⟨

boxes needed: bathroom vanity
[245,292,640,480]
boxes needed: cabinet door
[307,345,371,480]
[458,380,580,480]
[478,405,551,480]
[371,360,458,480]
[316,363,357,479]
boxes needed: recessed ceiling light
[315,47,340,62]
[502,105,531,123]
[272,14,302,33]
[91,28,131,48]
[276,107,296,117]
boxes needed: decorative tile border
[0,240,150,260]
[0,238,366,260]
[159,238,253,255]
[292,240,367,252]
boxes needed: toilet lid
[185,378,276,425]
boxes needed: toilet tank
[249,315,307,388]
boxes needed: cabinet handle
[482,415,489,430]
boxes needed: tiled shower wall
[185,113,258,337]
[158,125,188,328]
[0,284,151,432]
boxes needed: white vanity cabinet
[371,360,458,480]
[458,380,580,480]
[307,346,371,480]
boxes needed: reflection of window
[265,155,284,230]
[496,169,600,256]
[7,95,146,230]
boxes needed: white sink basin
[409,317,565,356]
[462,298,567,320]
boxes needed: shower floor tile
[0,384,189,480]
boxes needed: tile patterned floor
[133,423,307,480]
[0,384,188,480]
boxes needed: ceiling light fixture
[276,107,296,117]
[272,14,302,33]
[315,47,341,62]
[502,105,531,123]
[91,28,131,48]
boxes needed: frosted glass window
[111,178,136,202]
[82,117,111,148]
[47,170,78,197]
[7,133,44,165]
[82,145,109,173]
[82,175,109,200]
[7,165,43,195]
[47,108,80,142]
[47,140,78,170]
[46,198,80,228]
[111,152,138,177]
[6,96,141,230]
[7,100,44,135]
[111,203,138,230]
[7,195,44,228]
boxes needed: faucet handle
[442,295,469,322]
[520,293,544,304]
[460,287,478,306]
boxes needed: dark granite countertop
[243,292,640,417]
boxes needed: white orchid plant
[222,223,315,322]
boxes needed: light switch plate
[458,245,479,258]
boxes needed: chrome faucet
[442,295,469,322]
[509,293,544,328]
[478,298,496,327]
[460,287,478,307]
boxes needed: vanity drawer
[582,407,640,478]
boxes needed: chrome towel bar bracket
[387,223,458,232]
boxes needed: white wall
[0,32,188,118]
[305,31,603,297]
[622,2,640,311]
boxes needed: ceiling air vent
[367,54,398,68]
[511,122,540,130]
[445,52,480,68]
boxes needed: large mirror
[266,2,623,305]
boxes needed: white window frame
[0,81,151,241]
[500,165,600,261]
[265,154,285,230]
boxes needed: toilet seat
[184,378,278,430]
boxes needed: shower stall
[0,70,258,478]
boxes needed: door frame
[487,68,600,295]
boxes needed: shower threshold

⟩

- Work to complete -
Please write out all the rows above again, swapping "chrome" for "brushed nickel" wherever it occurs. Keep everything else unchanged.

- Exercise answer -
boxes needed: bathroom vanity
[245,292,640,480]
boxes needed: cabinet door
[307,345,371,480]
[458,380,580,480]
[478,405,551,480]
[371,360,458,480]
[316,363,357,479]
boxes needed: recessed ceiling light
[315,47,340,62]
[502,105,531,123]
[272,14,302,33]
[91,28,131,48]
[276,107,296,117]
boxes needed: decorative tile border
[0,240,150,260]
[0,238,366,260]
[159,238,253,255]
[292,240,367,252]
boxes needed: toilet lid
[185,378,276,425]
boxes needed: toilet tank
[249,315,307,388]
boxes needed: cabinet handle
[482,415,489,430]
boxes needed: tiled shower wall
[185,113,258,337]
[158,125,188,328]
[0,284,151,432]
boxes needed: white vanity cabinet
[371,360,458,480]
[458,380,580,480]
[307,346,371,480]
boxes needed: reflection of window
[265,155,284,230]
[496,169,600,256]
[7,95,146,230]
boxes needed: white sink basin
[409,317,565,356]
[462,298,567,320]
boxes needed: shower floor tile
[0,384,189,480]
boxes needed: tile patterned floor
[133,423,307,480]
[0,384,188,480]
boxes needed: ceiling light fixture
[276,107,296,117]
[272,14,302,33]
[315,47,341,62]
[502,105,531,123]
[91,28,131,48]
boxes needed: frosted glass window
[111,178,136,202]
[82,117,111,148]
[47,170,78,197]
[7,133,44,165]
[82,145,109,173]
[82,175,109,200]
[7,165,43,195]
[47,108,80,142]
[47,140,78,170]
[46,198,80,228]
[111,152,138,177]
[6,96,141,230]
[7,100,44,135]
[111,203,138,230]
[7,195,44,228]
boxes needed: faucet handle
[442,295,469,322]
[520,293,544,304]
[460,287,478,306]
boxes needed: dark granite countertop
[243,292,640,417]
boxes needed: white orchid plant
[222,223,315,322]
boxes needed: light switch plate
[458,245,479,258]
boxes needed: brushed nickel faucet
[442,295,469,322]
[509,293,544,328]
[478,298,496,327]
[460,287,478,307]
boxes needed: vanity drawer
[582,407,640,478]
boxes needed: brushed nickel towel bar bracket
[387,223,458,232]
boxes needed: white wall
[0,32,188,118]
[305,31,603,297]
[622,2,640,311]
boxes needed: ceiling air vent
[367,54,398,68]
[511,122,540,130]
[445,52,480,68]
boxes needed: large mirror
[266,2,623,305]
boxes needed: white window frame
[0,81,151,241]
[500,165,600,261]
[265,154,285,230]
boxes needed: toilet seat
[184,378,278,430]
boxes needed: shower stall
[0,70,258,478]
boxes needed: door frame
[487,68,600,295]
boxes needed: shower threshold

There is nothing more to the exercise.